►
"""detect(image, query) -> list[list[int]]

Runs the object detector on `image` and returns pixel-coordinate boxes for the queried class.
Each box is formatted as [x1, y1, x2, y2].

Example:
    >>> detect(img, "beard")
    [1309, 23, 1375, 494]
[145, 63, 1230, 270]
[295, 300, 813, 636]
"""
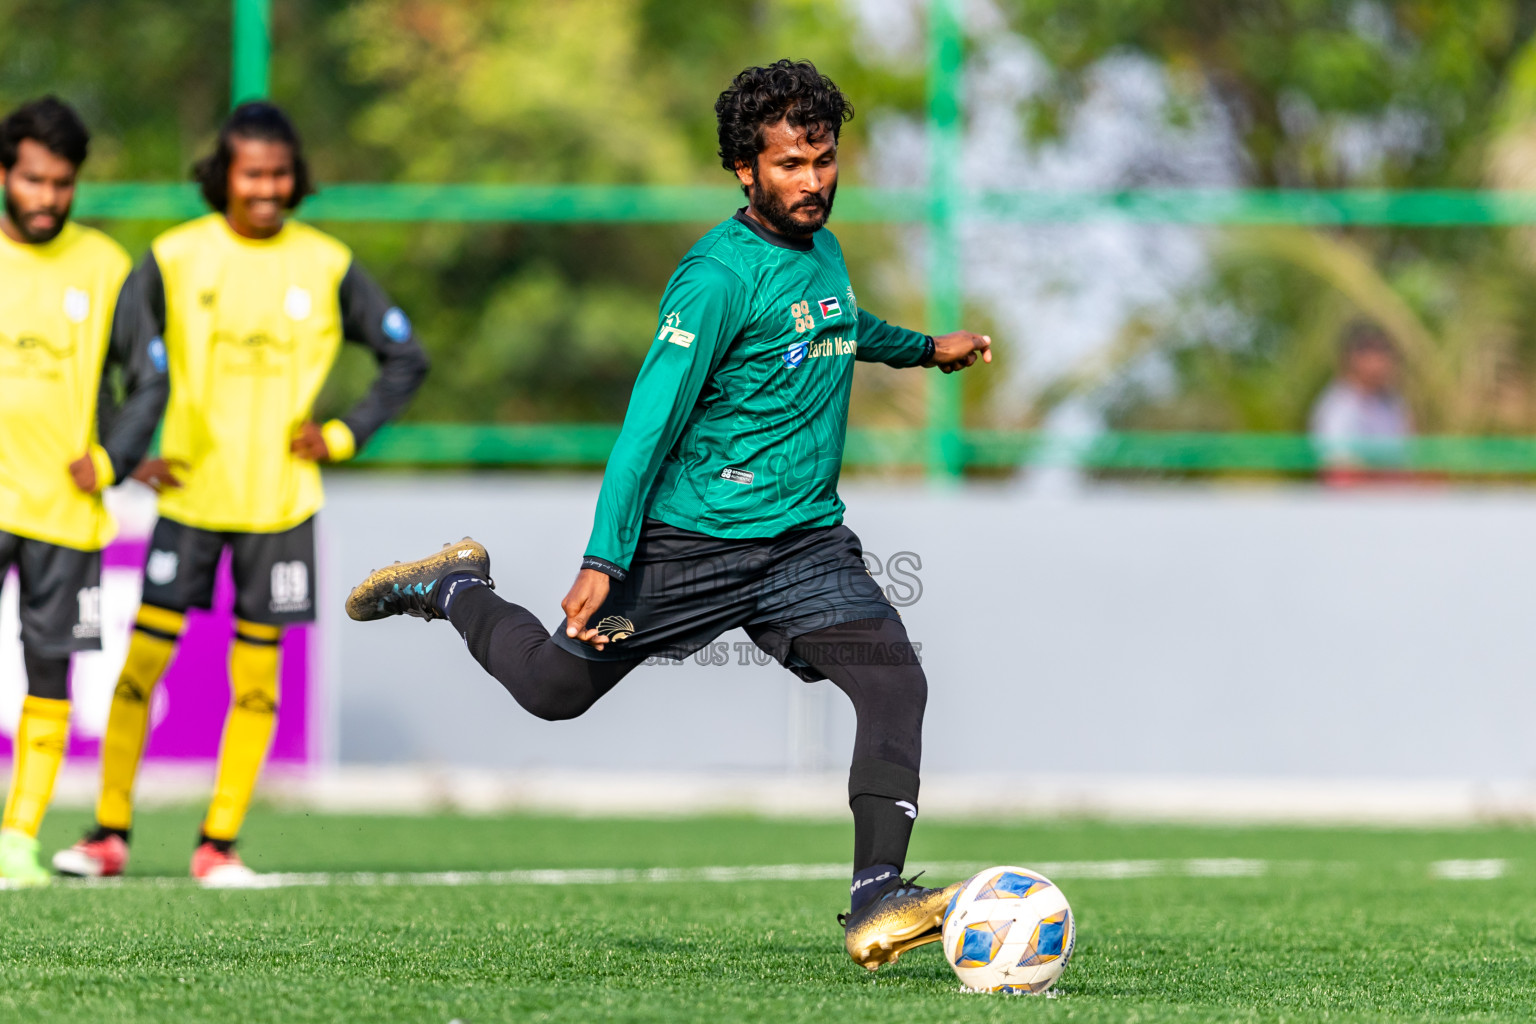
[4, 188, 69, 244]
[749, 177, 835, 237]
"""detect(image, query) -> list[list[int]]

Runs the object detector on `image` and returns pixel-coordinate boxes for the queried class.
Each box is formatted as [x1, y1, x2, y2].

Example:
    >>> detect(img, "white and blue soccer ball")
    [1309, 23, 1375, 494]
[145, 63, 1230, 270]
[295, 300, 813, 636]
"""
[940, 865, 1075, 994]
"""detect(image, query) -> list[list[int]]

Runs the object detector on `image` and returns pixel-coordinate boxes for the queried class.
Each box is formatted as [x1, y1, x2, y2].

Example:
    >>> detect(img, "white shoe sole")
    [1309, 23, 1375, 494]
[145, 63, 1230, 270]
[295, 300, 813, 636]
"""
[52, 848, 110, 878]
[198, 863, 261, 889]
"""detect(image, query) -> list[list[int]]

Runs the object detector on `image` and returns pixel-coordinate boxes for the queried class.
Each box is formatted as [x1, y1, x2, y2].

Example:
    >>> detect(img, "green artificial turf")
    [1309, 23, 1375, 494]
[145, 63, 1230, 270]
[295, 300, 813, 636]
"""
[0, 807, 1531, 1022]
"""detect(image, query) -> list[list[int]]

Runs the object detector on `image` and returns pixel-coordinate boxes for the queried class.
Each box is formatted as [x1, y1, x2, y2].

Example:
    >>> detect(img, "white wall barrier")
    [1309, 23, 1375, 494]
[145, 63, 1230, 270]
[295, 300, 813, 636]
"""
[320, 476, 1536, 786]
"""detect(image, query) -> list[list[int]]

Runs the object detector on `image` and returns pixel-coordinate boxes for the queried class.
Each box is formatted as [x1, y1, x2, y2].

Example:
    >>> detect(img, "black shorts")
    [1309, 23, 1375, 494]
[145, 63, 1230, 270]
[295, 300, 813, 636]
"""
[0, 531, 102, 657]
[139, 516, 316, 626]
[552, 519, 899, 680]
◄
* _Assignment_: Take the entries above and restate them word for word, minus their images.

* _Output_:
"""detect(image, query) -> list[list[int]]

Runs the object detector on `image` and returns pixel-coordinate boxes for the queried class.
Each box is formatted as [x1, y1, x2, y2].

Example:
    >>> detect(img, "beard")
    [1309, 23, 1375, 494]
[145, 63, 1230, 270]
[295, 300, 813, 636]
"""
[4, 188, 69, 244]
[749, 177, 835, 237]
"""detect(image, query) -> list[list[int]]

Runs the object detector on `image` and returns pixel-coordinate boxes for the queried class.
Each box is formatted as [x1, y1, x2, y2].

Example:
    >>> detect(img, "white and blue soccer ball")
    [1309, 23, 1375, 494]
[145, 63, 1230, 270]
[295, 300, 813, 636]
"""
[940, 865, 1075, 994]
"""detect(image, query) -> list[list[int]]

Runs the object detector on `image` and returns pixel-coordinate boxes for the queried class.
Each box is formatted as [x1, y1, x2, y2].

Example:
    >>> detect(img, "white shoe sole")
    [1309, 23, 1375, 494]
[145, 63, 1230, 270]
[295, 300, 813, 636]
"""
[52, 848, 110, 878]
[198, 863, 261, 889]
"""detect(image, query) -> list[list[int]]

Runs the object detector on `image` and returns pixel-coordinate boxes for the queried class.
Each box is formatted as [x1, y1, x2, y2].

Example:
    >>> detect(img, "green artificial turf")
    [1309, 23, 1375, 494]
[145, 63, 1230, 270]
[295, 300, 813, 636]
"""
[0, 807, 1531, 1022]
"""detect(image, query) -> list[list[int]]

Runs the object detector on `image` and returns pixel-coordinate boxes for the queried class.
Each box is formatted as [x1, y1, x2, y2].

Example:
    >>> detect(img, "white wall barrier")
    [1309, 23, 1375, 494]
[145, 63, 1230, 270]
[295, 300, 813, 636]
"""
[320, 476, 1536, 786]
"""detect(image, query) -> list[list[int]]

Runs the object detector on `image` and returns pixel-coordinate boxes for the queried class.
Each box is formatted as [x1, y1, x2, y2].

Example:
    >>> detect(img, "black shorts")
    [1309, 23, 1375, 494]
[145, 63, 1230, 270]
[295, 300, 813, 636]
"""
[0, 531, 102, 657]
[139, 516, 316, 626]
[552, 519, 899, 680]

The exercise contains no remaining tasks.